Identify every line in the entries that contains the word "lace" and copy each such line. Case counts.

Source data:
++++

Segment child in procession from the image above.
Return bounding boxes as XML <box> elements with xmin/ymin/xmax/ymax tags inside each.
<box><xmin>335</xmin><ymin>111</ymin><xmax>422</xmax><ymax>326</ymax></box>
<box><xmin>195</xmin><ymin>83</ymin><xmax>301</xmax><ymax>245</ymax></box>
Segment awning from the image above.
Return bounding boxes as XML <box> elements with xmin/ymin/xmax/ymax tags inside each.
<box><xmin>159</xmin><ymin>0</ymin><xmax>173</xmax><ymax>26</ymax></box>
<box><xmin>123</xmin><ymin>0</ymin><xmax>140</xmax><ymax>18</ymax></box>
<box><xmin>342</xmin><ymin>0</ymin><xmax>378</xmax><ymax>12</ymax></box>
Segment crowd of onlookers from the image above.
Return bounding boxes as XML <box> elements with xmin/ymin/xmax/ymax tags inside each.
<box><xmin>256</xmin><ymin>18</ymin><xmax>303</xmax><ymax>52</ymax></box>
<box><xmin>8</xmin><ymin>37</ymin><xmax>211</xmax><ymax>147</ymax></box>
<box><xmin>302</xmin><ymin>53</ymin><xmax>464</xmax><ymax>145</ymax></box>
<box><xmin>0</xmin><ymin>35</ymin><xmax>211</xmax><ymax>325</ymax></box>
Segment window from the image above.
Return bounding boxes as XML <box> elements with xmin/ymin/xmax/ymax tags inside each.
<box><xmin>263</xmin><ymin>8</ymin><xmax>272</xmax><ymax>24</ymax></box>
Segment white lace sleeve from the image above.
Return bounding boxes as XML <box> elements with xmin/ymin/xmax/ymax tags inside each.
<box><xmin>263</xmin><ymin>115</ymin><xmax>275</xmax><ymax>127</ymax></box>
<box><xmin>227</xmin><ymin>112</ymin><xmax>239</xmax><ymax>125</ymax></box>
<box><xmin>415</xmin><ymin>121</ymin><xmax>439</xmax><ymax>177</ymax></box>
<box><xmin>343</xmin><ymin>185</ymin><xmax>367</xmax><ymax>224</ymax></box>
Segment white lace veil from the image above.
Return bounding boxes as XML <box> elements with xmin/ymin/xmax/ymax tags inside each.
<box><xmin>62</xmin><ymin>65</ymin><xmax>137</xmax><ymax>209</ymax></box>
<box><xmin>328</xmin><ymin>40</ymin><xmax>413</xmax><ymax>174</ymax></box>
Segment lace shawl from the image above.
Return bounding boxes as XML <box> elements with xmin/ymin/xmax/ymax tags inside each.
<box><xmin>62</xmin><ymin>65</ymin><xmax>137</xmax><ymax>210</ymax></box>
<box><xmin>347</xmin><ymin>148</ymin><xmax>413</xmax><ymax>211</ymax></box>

++++

● **SOLUTION TO THE PROBLEM**:
Segment white lace sleeve from the image above.
Segment white lace veil from the image above.
Segment lace shawl from the image above.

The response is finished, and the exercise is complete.